Records from a dataset:
************
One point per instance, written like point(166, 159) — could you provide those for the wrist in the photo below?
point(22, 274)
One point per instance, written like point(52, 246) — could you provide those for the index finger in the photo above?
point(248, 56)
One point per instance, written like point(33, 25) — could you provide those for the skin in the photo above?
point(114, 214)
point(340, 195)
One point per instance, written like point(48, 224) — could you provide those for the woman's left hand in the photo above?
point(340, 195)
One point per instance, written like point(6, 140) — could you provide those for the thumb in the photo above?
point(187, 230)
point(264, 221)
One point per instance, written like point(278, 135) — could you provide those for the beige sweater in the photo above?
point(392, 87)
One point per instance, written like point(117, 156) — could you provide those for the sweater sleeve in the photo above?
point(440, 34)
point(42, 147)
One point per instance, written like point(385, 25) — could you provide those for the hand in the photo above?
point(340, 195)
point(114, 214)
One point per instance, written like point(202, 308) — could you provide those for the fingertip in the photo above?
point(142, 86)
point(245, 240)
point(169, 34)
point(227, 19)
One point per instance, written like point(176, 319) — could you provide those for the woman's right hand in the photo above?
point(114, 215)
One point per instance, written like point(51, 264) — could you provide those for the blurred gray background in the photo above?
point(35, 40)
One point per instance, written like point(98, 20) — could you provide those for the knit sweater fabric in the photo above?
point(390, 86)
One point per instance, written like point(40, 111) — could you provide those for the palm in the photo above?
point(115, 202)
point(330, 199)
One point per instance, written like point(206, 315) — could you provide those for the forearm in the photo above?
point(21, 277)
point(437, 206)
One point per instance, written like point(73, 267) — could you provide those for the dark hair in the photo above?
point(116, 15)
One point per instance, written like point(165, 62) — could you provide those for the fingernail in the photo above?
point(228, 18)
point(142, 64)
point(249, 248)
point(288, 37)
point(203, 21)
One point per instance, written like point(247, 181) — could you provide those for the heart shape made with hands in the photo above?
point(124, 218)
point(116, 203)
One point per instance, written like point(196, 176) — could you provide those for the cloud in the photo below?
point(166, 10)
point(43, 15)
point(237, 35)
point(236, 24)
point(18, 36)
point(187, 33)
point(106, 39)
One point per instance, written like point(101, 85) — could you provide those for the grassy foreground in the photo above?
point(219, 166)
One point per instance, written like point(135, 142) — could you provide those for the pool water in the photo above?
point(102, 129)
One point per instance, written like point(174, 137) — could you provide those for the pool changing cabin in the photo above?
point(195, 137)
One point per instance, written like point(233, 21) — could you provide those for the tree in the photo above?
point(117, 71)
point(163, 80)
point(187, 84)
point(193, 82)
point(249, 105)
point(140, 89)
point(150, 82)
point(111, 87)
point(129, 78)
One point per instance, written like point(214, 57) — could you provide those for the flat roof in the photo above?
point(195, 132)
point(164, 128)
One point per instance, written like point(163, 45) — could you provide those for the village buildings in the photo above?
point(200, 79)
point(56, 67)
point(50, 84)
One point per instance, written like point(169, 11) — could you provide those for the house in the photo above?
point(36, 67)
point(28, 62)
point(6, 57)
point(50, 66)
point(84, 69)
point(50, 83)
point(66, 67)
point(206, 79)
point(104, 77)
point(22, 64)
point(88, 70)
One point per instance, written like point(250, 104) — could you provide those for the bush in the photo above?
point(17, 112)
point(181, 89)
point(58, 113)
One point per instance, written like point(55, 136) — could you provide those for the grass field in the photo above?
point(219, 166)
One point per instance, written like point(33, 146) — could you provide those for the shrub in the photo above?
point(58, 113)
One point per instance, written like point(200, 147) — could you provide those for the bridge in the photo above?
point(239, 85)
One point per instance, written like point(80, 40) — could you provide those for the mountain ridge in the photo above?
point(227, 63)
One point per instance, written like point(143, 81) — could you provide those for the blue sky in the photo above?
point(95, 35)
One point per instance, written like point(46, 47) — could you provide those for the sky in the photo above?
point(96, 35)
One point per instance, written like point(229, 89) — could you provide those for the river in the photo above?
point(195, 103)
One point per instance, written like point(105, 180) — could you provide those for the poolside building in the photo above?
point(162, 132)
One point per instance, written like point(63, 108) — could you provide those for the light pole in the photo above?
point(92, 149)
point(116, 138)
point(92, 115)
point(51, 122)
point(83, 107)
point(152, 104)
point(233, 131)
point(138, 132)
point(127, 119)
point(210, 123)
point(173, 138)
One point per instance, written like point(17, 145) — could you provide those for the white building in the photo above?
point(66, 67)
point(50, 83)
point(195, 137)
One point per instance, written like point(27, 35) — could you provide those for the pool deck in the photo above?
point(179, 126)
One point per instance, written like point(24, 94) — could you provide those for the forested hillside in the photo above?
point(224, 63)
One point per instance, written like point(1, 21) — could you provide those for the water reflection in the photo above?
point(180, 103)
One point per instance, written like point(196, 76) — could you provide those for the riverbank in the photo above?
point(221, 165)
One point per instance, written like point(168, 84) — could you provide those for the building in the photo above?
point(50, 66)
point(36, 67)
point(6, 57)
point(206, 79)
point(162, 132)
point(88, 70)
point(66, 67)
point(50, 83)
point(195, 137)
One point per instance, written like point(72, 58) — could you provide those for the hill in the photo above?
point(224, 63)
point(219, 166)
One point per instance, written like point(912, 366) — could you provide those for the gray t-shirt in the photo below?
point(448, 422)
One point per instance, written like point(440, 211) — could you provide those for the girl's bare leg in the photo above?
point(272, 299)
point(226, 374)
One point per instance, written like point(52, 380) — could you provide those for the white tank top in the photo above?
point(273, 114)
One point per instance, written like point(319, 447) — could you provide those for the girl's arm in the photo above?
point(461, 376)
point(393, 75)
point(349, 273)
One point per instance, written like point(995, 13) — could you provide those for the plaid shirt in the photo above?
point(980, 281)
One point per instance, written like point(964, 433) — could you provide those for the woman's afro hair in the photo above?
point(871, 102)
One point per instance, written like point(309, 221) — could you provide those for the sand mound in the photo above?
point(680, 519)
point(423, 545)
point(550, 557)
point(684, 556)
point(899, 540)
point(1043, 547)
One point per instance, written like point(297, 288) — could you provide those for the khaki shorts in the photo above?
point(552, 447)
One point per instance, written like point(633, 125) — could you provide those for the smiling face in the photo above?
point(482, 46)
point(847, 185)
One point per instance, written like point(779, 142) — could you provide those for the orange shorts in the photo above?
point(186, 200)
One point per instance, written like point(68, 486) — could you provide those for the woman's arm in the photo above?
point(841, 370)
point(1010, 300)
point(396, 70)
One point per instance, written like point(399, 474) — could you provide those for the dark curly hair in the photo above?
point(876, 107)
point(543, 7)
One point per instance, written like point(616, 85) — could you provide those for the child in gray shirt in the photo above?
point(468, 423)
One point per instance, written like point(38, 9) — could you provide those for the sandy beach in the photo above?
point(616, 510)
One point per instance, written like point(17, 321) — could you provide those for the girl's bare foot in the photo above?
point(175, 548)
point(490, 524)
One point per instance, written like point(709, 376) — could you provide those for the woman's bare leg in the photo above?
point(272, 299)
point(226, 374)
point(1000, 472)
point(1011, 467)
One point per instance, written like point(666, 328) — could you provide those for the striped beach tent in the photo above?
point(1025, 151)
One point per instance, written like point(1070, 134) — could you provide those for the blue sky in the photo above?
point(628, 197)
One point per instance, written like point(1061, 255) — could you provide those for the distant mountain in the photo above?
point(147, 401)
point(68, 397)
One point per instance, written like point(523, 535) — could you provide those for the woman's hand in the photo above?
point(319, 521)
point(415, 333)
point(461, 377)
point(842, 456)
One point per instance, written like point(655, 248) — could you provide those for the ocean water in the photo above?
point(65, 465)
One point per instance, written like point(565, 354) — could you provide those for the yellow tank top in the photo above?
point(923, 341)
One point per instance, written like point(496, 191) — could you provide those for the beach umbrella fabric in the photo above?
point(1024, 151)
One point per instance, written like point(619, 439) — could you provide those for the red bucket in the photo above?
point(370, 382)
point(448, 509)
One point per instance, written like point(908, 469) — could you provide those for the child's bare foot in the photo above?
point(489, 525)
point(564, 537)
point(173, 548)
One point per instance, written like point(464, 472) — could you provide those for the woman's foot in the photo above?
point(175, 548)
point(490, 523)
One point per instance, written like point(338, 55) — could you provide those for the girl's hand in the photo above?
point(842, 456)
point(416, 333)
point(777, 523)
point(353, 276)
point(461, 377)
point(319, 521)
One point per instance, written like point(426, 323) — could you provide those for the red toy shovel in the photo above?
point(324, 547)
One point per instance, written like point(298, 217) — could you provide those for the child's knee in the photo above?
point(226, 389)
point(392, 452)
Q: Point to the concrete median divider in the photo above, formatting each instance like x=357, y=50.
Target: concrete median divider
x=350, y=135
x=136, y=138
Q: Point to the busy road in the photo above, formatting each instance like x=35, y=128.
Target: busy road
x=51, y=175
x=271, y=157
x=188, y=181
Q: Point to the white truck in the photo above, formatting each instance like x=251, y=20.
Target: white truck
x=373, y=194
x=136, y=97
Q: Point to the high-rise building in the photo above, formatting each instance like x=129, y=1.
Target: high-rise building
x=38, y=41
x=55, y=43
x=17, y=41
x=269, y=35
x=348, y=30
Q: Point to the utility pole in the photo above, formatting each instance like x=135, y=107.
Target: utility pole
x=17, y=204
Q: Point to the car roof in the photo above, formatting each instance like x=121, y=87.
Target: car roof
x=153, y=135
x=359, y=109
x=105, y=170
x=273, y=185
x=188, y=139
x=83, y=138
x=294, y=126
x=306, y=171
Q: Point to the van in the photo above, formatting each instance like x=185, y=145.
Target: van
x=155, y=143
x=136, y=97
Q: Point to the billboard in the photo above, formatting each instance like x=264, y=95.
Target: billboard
************
▶ To do
Check the entries above for the word "billboard" and copy every line where it turns up.

▶ Task response
Q: Point to the billboard in the photo above, formatting each instance like x=264, y=95.
Target: billboard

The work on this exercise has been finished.